[Supplied passage]:
□ □ □ □
The Weeds Act 1959 (7 & 8 Eliz. II c. 54) is a Consolidation Act of the Parliament of the United Kingdom. Section 1(1) states: "Where the Minister of Agriculture, Fisheries and Food (in this Act referred to as " the Minister ") is satisfied that there are injurious weeds to which this Act applies growing upon any land he may serve upon the occupier of the land a notice in writing requiring him, within the time specified in the notice, to take such action as may be necessary to prevent the weeds from spreading." It received Royal Assent on 16 July 1959.

The Act preserved powers contained in the Corn Production Acts (Repeal) Act 1921 (11 & 12 Geo. 5. c,48), but which were originally inserted into the Corn Production Act 1917 (7 & 8 Geo. V, c. 46) by the Agriculture Act 1920 (10 & 11 Geo. V c. 76).

The Act confers a permissive power, allowing, but not requiring the Minister to make orders (or take any other action).

It does not make controlling the plants listed compulsory for landowners or occupiers. It does not prohibit anyone from growing them, and it does not make possession of any of those plants a criminal offence.

Species referred to in the Weeds Act 1959

Broad Leaved Dock

The Broad Leaved Dock is a resilient and common perennial plant found in grasslands throughout the United Kingdom. Unaffected by regular climatic variations and all but the most acidic soils, the Broad Leaved Dock can produce around 60,000 seeds a year and flowers from June to October. The seeds can survive for up to 50 years in soil due to a 'chemical that inhibits microbial decay'.
□ □ □ □
Point-based annotation data:

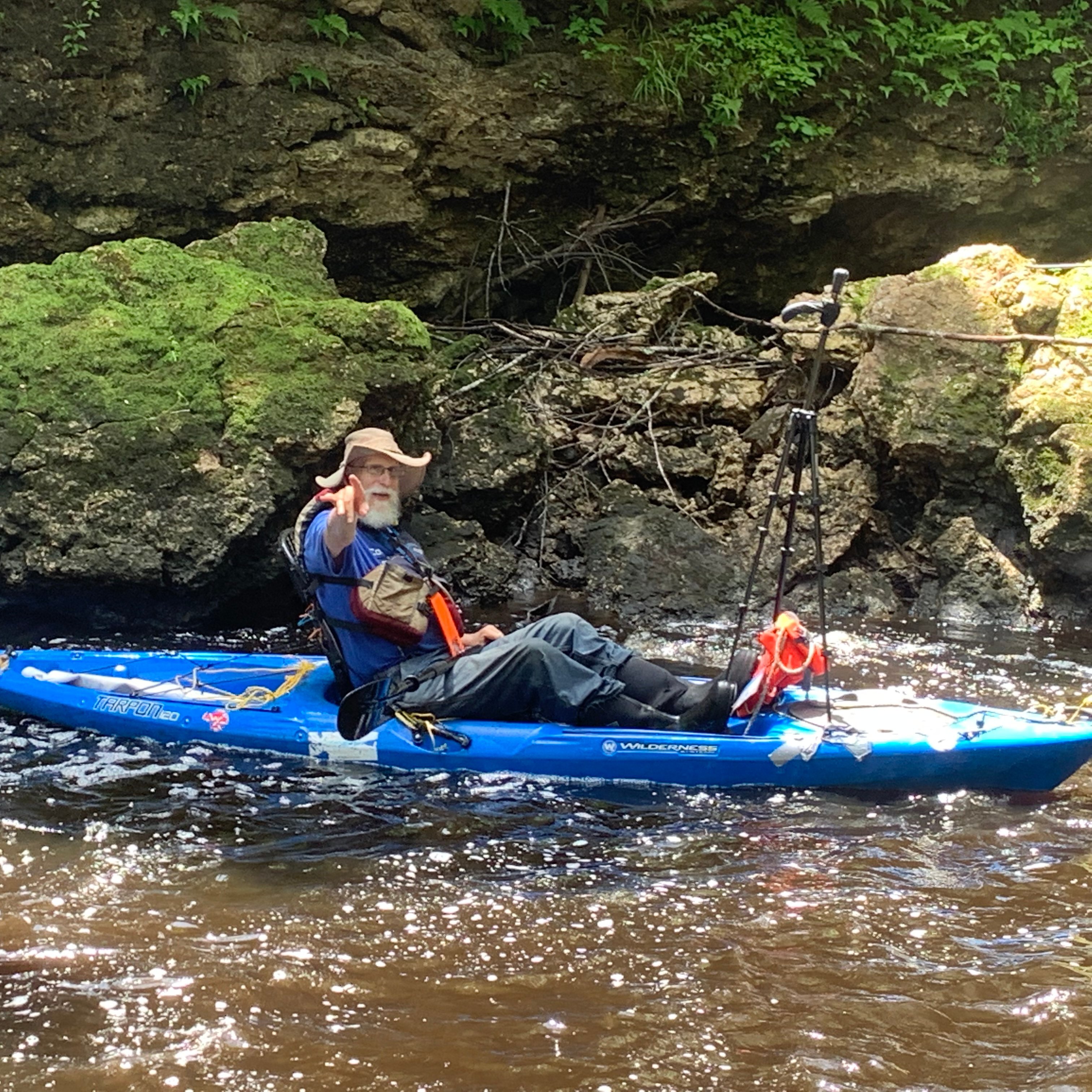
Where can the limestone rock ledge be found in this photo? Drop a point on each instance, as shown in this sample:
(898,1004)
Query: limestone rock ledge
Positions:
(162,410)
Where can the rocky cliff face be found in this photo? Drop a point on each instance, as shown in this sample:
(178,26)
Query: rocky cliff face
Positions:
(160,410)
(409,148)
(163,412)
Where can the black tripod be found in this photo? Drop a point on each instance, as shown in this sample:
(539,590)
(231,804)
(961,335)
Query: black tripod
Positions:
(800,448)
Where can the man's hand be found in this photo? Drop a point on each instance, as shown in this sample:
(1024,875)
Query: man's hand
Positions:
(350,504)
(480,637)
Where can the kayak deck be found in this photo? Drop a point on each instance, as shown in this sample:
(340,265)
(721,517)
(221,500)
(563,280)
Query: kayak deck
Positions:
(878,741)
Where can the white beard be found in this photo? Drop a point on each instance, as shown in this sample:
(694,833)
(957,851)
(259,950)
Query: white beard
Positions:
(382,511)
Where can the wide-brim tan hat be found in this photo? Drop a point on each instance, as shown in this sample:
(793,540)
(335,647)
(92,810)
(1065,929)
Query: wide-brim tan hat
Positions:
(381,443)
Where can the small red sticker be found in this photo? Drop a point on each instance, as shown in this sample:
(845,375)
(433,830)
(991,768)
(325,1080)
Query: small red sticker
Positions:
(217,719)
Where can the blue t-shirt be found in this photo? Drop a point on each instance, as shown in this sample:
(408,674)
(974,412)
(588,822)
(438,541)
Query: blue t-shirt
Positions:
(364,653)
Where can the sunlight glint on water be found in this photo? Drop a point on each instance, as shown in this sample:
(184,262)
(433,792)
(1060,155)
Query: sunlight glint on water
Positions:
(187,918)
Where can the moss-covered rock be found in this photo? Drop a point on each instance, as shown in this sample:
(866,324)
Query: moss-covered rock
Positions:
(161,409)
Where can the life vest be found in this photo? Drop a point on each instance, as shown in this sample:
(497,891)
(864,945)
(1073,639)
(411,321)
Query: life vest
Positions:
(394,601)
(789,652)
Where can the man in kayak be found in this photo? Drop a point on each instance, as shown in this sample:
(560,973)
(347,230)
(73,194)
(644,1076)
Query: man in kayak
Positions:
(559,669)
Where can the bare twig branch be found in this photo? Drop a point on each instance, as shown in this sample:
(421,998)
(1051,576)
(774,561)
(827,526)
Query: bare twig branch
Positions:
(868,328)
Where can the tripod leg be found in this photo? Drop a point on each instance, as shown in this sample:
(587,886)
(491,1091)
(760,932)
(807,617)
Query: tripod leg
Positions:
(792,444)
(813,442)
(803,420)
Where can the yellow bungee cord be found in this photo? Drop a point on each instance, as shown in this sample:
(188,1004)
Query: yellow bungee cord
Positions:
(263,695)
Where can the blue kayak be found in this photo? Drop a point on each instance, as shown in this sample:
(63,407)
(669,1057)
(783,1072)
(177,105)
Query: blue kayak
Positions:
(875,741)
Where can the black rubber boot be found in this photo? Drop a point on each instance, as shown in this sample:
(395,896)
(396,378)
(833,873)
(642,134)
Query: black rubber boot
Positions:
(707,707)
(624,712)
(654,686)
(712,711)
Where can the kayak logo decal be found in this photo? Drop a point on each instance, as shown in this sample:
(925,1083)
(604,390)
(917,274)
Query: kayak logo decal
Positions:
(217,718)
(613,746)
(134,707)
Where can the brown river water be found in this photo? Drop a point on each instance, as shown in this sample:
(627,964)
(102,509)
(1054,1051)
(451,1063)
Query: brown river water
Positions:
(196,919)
□ □ □ □
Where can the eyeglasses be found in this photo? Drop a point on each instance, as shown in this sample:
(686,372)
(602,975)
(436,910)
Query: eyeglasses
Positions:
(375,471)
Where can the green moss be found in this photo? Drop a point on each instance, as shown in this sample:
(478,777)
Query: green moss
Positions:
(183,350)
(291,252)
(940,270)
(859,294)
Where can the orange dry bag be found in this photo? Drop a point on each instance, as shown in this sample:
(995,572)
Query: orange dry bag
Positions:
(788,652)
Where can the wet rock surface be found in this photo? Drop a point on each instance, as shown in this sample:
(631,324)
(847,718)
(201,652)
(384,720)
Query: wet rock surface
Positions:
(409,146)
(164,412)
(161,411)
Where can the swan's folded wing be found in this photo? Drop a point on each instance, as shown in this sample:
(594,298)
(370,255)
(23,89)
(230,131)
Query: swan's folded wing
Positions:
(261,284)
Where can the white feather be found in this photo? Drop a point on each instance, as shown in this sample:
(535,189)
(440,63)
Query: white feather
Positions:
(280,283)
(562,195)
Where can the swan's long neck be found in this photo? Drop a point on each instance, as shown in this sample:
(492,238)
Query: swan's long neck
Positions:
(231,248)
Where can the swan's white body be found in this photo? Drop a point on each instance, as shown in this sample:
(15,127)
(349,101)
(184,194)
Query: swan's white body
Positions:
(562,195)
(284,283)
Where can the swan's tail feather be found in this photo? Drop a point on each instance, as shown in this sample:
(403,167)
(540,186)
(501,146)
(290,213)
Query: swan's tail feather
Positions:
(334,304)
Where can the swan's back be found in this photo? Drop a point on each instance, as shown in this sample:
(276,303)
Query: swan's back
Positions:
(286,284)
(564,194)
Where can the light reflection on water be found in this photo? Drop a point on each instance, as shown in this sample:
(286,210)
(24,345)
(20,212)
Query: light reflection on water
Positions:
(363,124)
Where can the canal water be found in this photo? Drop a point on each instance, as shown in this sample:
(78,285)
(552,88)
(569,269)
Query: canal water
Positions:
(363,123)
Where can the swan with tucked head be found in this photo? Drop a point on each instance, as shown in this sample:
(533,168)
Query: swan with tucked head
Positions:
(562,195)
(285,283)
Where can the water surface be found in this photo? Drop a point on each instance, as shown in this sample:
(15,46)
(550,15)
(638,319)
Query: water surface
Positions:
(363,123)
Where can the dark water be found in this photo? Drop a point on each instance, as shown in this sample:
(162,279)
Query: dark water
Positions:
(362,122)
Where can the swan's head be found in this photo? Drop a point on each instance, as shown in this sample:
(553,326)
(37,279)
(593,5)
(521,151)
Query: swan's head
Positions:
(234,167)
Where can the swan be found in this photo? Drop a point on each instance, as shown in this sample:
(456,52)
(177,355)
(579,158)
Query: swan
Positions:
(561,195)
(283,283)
□ □ □ □
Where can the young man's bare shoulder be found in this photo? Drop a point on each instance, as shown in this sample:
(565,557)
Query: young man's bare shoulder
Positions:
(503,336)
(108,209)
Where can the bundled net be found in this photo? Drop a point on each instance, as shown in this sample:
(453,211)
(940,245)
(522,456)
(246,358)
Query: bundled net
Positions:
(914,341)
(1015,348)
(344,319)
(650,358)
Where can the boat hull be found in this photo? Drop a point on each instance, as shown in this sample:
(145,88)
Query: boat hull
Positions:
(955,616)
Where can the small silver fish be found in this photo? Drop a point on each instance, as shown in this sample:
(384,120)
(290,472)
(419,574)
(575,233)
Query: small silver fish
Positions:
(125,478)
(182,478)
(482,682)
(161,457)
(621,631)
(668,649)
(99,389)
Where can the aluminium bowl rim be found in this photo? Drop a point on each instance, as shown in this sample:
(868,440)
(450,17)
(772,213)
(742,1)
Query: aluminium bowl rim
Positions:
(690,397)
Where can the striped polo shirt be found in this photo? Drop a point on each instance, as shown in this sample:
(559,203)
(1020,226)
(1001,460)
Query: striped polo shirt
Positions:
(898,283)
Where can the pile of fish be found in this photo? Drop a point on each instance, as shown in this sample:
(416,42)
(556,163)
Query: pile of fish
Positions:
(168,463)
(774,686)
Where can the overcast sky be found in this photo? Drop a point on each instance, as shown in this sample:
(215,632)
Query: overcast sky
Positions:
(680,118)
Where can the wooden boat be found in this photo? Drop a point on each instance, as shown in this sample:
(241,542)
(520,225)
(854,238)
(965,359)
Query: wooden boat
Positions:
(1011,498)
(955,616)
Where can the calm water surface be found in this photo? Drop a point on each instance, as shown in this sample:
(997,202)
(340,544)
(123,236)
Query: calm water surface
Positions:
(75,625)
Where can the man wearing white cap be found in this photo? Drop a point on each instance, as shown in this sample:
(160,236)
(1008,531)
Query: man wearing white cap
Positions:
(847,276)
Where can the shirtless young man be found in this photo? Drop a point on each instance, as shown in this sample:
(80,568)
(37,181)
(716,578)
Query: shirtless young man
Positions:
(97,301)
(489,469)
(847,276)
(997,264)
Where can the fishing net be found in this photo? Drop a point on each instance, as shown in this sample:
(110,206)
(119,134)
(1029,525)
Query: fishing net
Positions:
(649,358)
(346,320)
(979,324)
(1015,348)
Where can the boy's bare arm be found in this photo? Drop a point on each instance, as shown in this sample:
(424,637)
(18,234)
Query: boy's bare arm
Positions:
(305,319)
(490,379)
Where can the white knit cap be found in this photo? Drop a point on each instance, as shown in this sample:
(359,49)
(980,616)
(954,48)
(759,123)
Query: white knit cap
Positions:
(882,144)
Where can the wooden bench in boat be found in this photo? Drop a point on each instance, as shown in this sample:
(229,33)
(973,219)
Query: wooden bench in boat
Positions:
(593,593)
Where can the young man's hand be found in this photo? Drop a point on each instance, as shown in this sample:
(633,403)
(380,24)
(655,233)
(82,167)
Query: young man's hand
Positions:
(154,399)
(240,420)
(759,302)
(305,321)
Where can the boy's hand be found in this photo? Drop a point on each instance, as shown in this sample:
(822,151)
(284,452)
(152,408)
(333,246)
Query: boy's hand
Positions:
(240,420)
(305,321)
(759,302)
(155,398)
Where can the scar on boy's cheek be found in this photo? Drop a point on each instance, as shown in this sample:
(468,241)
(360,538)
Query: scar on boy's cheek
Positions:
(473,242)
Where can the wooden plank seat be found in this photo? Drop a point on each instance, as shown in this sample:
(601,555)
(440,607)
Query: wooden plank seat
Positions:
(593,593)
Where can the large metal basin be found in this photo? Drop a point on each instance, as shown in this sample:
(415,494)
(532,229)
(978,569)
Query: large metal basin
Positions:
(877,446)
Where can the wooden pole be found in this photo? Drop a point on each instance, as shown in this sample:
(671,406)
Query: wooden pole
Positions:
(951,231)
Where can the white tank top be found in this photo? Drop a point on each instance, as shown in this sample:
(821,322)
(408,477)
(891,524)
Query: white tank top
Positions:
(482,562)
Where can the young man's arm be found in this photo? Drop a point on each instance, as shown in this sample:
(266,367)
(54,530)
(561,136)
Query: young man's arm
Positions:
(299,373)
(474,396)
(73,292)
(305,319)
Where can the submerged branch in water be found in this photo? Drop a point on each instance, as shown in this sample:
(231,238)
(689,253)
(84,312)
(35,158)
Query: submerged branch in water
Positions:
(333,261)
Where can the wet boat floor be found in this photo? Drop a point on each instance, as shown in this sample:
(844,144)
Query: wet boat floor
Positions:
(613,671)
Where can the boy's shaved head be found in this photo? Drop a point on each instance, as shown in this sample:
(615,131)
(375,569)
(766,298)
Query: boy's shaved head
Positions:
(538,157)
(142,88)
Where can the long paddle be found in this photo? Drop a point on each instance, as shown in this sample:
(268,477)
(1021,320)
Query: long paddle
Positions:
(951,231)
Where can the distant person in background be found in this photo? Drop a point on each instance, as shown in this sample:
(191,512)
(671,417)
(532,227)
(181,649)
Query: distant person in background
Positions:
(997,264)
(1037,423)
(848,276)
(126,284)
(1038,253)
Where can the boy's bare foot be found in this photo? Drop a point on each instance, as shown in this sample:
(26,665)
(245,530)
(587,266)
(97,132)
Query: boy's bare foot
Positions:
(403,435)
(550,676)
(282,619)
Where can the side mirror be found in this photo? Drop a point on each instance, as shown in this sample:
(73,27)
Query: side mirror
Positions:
□ □ □ □
[Challenge]: Set down the full Weeds Act passage word for word. The entries have no connection to the Weeds Act passage.

[Written reply]:
The Weeds Act 1959 (7 & 8 Eliz. II c. 54) is a Consolidation Act of the Parliament of the United Kingdom. Section 1(1) states: "Where the Minister of Agriculture, Fisheries and Food (in this Act referred to as " the Minister ") is satisfied that there are injurious weeds to which this Act applies growing upon any land he may serve upon the occupier of the land a notice in writing requiring him, within the time specified in the notice, to take such action as may be necessary to prevent the weeds from spreading." It received Royal Assent on 16 July 1959.

The Act preserved powers contained in the Corn Production Acts (Repeal) Act 1921 (11 & 12 Geo. 5. c,48), but which were originally inserted into the Corn Production Act 1917 (7 & 8 Geo. V, c. 46) by the Agriculture Act 1920 (10 & 11 Geo. V c. 76).

The Act confers a permissive power, allowing, but not requiring the Minister to make orders (or take any other action).

It does not make controlling the plants listed compulsory for landowners or occupiers. It does not prohibit anyone from growing them, and it does not make possession of any of those plants a criminal offence.

Species referred to in the Weeds Act 1959

Broad Leaved Dock

The Broad Leaved Dock is a resilient and common perennial plant found in grasslands throughout the United Kingdom. Unaffected by regular climatic variations and all but the most acidic soils, the Broad Leaved Dock can produce around 60,000 seeds a year and flowers from June to October. The seeds can survive for up to 50 years in soil due to a 'chemical that inhibits microbial decay'.